Well it’s been a while since I’ve blogged! Life got a little busy with starting a new job and getting used to that routine. I’m really enjoying my work, and am finally feeling like I’m getting into a routine. Cooking has definitely taken a bit of a backseat while I adjusted, but I’m hoping to start prioritizing new recipes a bit more. This is one of the recipes I whipped up to use up some Hungry Harvest produce, and it’s definitely a keeper for me. Eggplant and bell peppers are probably Husband’s least favorite vegetables, so this wasn’t his favorite dinner, but I really enjoyed it. The leftovers were great too. If you’d like to make this a bit more substantial you could add your favorite protein. I think tofu would be especially good with this. This comes together quickly, and served with rice, makes a very satisfying meal.
I don’t cook a lot of eggplant, and other than my favorite Smoked Almond Eggplant dish, I usually feel pretty stumped for how to use it. So when I got a beautiful eggplant in my Hungry Harvest I knew I wanted to come up with something new, quick, and easy. This was inspired by my co-worker’s suggestion and I was able to find a quick, easy recipe for the eggplant. I added bell peppers because I had a ton that I needed to use up, and I really liked the texture difference between the soft eggplant, and the gentle crunch of the bell peppers.
What are your favorite week-night dinners? Any vegetables you have a hard time cooking?
Asian Eggplant Stir-Fry
Adapted from Lazy Cat Kitchen
- 1 eggplant, cut in 1″ pieces
- 2 tsp kosher salt
- 3 Tbsp soy sauce
- 1 Tbsp rice vinegar
- 1 Tbsp sesame oil
- 1 Tbsp maple syrup
- 1 Tbsp cornflour
- 2 Tbsp canola oil
- 2 bell peppers, cut in 1″ pieces
- 3 cloves garlic, minced
- 1 Tbsp ginger, minced or grated
- 2 tsp cornflour dissolved in 2 Tbsp cold water
- sesame seeds, to garnish
- rice, to serve
Cut eggplant into 1″ pieces, place in a colander and sprinkle with salt. Allow to rest for a few minutes while you prepare the sauce. In a small dish, mix together the soy sauce, rice vinegar, sesame oil, and maple syrup.
Pat the eggplant dry, then toss with cornflour.
Heat a large skillet over medium high heat. Add canola oil to the hot pan, then add the eggplant in a single layer (working in batches if needed). Cook the eggplant until golden, remove to a plate if you need more space in the pan. Add bell peppers to the pan and sauté for a minute, then add in the garlic, and ginger. Add the eggplant back into the pan and then pour in the sauce. Pour in the cornflour dissolved in water and allow the sauce to thicken. Taste and adjust seasoning as needed. Serve over rice and top with toasted sesame seeds.
━━━━━━━━━━━━━━━━━━━━━━━━━━━━━━
## TASK ITEM
Rewrite the eggplant stir-fry post starting with "I don’t cook" and going on through "hard time cooking?", changing "bell peppers" to "green beans" wherever it occurs.
━━━━━━━━━━━━━━━━━━━━━━━━━━━━━━
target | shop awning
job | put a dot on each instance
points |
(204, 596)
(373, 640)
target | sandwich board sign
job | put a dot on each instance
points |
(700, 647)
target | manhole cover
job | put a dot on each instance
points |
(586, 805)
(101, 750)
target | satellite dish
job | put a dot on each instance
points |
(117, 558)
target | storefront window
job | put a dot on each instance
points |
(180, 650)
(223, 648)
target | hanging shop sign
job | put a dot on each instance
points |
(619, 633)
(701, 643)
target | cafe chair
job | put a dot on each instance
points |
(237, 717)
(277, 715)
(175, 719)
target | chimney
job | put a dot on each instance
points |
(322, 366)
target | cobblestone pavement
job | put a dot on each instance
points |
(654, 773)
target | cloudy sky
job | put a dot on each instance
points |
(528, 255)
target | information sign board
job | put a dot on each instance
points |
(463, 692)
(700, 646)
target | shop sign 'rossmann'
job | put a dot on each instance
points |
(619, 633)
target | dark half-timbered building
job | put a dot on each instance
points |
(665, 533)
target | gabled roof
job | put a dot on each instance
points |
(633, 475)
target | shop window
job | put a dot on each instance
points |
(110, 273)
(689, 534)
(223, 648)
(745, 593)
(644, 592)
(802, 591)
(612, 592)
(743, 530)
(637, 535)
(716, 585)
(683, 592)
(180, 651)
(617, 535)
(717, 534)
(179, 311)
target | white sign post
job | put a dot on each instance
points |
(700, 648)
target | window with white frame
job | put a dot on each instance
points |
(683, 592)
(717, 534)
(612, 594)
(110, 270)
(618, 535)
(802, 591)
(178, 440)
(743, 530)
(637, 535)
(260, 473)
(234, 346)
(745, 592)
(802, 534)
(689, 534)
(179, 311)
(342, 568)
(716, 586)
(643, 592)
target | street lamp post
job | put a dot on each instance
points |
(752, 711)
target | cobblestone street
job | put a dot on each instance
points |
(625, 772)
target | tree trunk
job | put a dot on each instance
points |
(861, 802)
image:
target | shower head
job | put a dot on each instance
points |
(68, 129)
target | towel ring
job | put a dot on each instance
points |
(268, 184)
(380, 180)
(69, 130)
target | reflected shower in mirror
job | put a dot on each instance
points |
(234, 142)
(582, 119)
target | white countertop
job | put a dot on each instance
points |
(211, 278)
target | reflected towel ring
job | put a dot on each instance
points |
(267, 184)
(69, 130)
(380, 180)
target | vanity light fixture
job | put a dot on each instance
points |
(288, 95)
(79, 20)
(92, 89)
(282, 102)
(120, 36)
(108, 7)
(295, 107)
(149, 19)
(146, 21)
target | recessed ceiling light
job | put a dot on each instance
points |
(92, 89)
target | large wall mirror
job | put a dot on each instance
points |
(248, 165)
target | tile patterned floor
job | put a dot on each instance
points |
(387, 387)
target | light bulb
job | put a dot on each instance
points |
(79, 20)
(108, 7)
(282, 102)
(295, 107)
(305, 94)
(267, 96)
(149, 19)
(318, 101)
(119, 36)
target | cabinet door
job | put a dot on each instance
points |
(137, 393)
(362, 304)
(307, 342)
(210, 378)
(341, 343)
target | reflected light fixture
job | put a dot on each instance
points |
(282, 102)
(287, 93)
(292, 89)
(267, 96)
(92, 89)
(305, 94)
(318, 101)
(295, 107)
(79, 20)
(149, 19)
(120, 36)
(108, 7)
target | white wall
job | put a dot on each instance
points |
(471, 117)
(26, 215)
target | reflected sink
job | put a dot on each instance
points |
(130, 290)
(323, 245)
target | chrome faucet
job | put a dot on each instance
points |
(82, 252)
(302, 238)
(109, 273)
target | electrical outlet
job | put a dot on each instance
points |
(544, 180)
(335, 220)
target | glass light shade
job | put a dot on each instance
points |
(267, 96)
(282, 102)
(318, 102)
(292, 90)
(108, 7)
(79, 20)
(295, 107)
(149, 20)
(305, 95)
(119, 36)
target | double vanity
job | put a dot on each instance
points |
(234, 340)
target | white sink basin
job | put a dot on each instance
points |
━━━━━━━━━━━━━━━━━━━━━━━━━━━━━━
## ANSWER
I don’t cook a lot of eggplant, and other than my favorite Smoked Almond Eggplant dish, I usually feel pretty stumped for how to use it. So when I got a beautiful eggplant in my Hungry Harvest I knew I wanted to come up with something new, quick, and easy. This was inspired by my co-worker’s suggestion and I was able to find a quick, easy recipe for the eggplant. I added green beans because I had a ton that I needed to use up, and I really liked the texture difference between the soft eggplant, and the gentle crunch of the green beans.
What are your favorite week-night dinners? Any vegetables you have a hard time cooking?